Given the material below, output exactly the lines from the line with "In every <instance>, the" to the line with "box: [3, 180, 85, 230]", both ends included, and no other lines.

━━━━━━

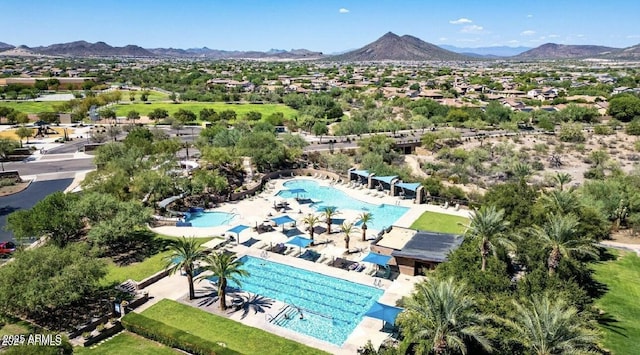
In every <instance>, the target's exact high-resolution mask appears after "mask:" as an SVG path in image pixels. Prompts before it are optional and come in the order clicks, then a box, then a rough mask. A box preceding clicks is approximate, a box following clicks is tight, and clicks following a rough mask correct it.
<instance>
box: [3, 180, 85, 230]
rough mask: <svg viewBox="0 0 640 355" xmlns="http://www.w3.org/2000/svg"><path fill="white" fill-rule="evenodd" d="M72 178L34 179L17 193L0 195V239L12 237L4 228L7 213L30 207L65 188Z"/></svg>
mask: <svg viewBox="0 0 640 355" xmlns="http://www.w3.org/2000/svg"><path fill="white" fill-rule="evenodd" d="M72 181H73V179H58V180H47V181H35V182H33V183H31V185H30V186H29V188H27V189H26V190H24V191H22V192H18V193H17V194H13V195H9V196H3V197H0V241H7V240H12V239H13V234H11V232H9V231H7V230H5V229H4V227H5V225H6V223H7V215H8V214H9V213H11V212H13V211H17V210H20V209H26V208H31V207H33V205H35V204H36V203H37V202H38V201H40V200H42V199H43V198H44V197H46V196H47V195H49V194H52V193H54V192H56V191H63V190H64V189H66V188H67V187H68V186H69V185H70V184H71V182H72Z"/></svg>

━━━━━━

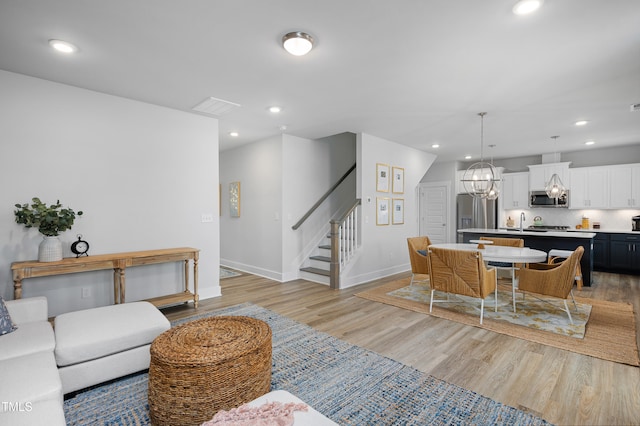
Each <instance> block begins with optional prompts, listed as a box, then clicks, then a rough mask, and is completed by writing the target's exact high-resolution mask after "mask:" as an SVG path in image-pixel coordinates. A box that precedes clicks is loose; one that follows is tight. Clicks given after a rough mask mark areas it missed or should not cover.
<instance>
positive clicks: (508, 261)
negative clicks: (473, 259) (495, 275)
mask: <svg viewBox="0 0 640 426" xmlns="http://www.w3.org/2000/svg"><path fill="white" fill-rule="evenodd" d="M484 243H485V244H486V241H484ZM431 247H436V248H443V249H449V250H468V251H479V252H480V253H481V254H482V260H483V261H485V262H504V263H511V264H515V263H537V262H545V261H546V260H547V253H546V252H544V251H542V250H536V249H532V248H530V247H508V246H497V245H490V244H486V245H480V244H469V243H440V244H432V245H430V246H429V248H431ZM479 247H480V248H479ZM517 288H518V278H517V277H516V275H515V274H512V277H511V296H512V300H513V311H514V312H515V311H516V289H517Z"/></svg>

━━━━━━

◆ Exercise solution
In every <instance>, the target's exact high-resolution mask appears after "mask:" as an SVG path in image pixels. Prompts before it are optional and come in the order clicks, then a box, then a rough mask. A box preceding clicks is approximate, a box following clicks is tight, and clicks following a rough mask correct it.
<instance>
box: [3, 180, 85, 230]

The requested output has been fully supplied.